Poussés par la guerre commerciale mondiale naissante, Trump, May, Xi, Poutine et les chefs des puissances européennes, soi-disant unies dans l’UE, redoublent de lois et de mesures pour interdire aux migrants d’entrer sur leur territoire. Le nouveau gouvernement ultranationaliste italien (M5I-Ligue) et son ministre de l’Intérieur Salvini ont repoussé, le 11 juin, L’Aquarius de l’ONG SOS-Méditerranée qui sauvait 639 personnes venus de Libye. Le bateau, non accueilli par Macron en France, a finalement trouvé refuge à Valence le 17 juin, en Espagne.
Si dans cette situation, l’accueil du bateau en Espagne est apparu comme une délivrance, en réalité, le nouveau premier ministre espagnol, Pédro Sanchez (PSOE), a simplement confirmé que les migrants auraient un mois et demi pour se préparer à subir la loi anti-immigrés. Celle-ci autorise la police à repousser les bateaux de migrants (notamment venant du Maroc), et les migrants dans les enclaves espagnoles du Maroc (Ceuta et Menilla), à envoyer en centre de rétention durant 60 jours tout sans papier avant de les expulser. La loi de Extranjería PP-PSOE-CiU n’a rien à envier à celle de Macron dite « Asile et immigration » adoptée en février 2018 qui allonge aussi les délais de prison, réduit tous les recours et les droits des migrants menacés de prison s’ils utilisent des faux papiers.

→ Travail demandé
Poursuivez l'article sur les politiques migratoires en Europe à partir de sa dernière phrase. Les lignes ci-dessous ne sont d'aucune utilité.

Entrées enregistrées
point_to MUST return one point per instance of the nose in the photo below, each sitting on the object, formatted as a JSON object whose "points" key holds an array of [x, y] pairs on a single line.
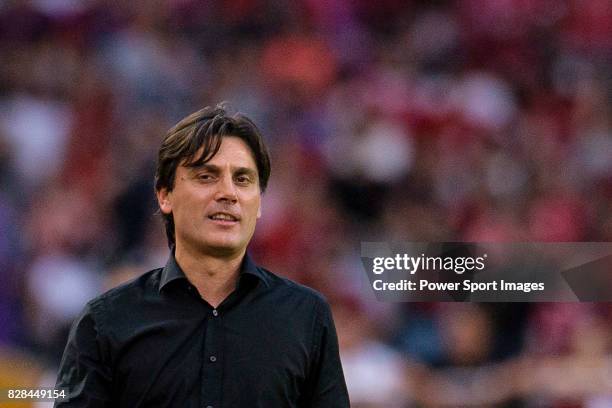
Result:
{"points": [[226, 191]]}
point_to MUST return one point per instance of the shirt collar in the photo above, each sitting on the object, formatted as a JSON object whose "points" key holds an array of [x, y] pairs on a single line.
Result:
{"points": [[172, 271]]}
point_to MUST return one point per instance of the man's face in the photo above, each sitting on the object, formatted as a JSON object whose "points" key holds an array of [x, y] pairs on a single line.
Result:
{"points": [[216, 206]]}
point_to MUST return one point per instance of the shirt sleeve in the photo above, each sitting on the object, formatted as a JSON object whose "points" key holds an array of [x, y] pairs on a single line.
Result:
{"points": [[83, 371], [328, 388]]}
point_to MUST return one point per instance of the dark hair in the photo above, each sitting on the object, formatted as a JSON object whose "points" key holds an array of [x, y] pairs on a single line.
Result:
{"points": [[205, 129]]}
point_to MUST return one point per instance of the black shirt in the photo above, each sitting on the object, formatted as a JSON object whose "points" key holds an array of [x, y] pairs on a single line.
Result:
{"points": [[154, 342]]}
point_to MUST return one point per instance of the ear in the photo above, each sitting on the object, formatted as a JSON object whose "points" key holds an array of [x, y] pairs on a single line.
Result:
{"points": [[164, 200]]}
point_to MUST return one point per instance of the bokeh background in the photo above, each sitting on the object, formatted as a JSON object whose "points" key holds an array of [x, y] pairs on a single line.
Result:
{"points": [[478, 120]]}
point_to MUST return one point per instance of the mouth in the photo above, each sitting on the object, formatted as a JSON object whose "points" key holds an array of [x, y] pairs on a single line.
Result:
{"points": [[224, 218]]}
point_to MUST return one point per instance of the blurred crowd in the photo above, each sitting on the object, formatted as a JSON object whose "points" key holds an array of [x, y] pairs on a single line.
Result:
{"points": [[389, 120]]}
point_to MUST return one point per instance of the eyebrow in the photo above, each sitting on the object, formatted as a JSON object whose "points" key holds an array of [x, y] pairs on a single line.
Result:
{"points": [[215, 169]]}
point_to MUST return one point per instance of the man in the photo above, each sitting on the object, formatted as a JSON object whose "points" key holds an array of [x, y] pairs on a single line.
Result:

→ Résultat
Les migrants de L’Aquarius, en France et en Espagne, n’auront pas le droit de vivre décemment en Europe tout comme les 2,4 millions de demandeurs d’asile depuis 2015, parfois expulsés et le plus souvent sans papiers qui représentent moins de 1 % de la population européenne. Plus de 3 700 migrants sont morts en Méditerranée en 2017.
Puissance dominante en Europe, l’Allemagne capitaliste projette de renvoyer les migrants vers les pays d’arrivée après avoir accueilli plus d’un million de travailleurs et travailleuses depuis 2015. Poussé par la vague nationaliste représentée par le parti fascisant AfD, le gouvernement CDU-SPD dirigé par Merkel compte appliquer sévèrement la reconduite aux frontières de l’UE tout en orientant vers les emplois durs et précaires les migrants arrivés depuis 2015. Car, comme le montrent les gouvernements d’Autriche, de Hongrie, de Pologne, de Slovénie, de Slovaquie, de République tchèque, de Serbie, le marché du travail européen peut se passer de cette force de travail.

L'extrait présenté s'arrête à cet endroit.